• _TASK ITEM_
Using the entries below, quote exactly the span of lines that begins with the line containing "task | point to each instance of the gray" and ends with the final line.

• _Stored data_
::::::::
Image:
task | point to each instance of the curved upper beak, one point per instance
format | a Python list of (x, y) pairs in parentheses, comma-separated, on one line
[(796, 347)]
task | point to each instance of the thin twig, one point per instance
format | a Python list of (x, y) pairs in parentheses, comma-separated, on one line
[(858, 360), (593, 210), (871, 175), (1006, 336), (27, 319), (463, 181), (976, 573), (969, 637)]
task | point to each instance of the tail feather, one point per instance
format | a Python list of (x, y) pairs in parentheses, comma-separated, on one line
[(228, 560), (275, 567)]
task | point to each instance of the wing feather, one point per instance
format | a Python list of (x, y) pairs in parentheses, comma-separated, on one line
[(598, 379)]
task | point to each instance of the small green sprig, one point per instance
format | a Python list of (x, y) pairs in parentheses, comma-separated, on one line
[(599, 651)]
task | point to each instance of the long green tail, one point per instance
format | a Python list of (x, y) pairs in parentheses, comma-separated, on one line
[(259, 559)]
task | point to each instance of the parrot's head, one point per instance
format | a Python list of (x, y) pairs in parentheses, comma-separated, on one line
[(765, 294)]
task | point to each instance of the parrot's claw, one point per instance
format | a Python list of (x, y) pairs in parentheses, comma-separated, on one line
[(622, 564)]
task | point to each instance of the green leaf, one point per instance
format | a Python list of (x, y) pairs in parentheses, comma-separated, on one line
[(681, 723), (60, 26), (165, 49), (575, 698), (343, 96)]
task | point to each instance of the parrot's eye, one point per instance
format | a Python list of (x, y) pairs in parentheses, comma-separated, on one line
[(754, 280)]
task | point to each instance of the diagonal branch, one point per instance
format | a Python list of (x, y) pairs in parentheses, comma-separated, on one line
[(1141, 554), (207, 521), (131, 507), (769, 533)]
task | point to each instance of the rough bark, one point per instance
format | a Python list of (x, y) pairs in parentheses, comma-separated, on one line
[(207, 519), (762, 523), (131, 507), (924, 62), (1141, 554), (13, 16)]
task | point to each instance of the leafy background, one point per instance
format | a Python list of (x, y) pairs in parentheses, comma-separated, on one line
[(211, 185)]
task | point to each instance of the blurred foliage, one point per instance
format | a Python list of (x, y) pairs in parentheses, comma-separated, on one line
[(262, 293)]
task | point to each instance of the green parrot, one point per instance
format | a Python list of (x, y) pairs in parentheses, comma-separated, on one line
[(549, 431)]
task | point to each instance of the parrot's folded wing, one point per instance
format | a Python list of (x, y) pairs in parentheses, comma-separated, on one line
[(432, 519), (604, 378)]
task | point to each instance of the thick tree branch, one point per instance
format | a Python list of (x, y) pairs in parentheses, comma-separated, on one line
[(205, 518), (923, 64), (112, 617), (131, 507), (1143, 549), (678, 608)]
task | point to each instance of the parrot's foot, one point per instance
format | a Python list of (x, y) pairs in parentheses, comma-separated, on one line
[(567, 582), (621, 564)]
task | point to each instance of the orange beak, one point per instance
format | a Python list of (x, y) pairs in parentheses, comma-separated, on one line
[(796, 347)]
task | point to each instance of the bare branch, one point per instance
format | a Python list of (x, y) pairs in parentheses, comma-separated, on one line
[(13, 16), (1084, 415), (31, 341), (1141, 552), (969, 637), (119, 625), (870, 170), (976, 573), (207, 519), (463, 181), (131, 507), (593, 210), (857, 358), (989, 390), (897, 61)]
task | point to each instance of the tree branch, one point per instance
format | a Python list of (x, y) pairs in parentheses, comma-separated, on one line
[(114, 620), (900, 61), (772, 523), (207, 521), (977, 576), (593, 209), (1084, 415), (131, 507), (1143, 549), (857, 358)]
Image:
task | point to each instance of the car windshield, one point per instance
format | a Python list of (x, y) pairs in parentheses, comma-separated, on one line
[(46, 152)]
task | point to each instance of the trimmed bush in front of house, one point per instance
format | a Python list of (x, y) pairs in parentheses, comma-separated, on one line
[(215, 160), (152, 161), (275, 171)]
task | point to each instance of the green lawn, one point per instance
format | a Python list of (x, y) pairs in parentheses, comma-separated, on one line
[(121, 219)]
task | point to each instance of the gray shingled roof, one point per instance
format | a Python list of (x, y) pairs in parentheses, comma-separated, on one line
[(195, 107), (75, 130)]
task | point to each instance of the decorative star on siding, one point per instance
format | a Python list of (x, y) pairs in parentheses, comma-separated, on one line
::::::::
• _YOUR RESPONSE_
task | point to each instance of the gray shingled roof, one point per instance
format | a Python list of (x, y) pairs in parentheses, comma-separated, on one line
[(195, 107), (75, 130)]
task | point to each instance of the decorative star on siding, one point per instance
format | a Python list of (x, y) pairs in parentheses, comma-separated, on one line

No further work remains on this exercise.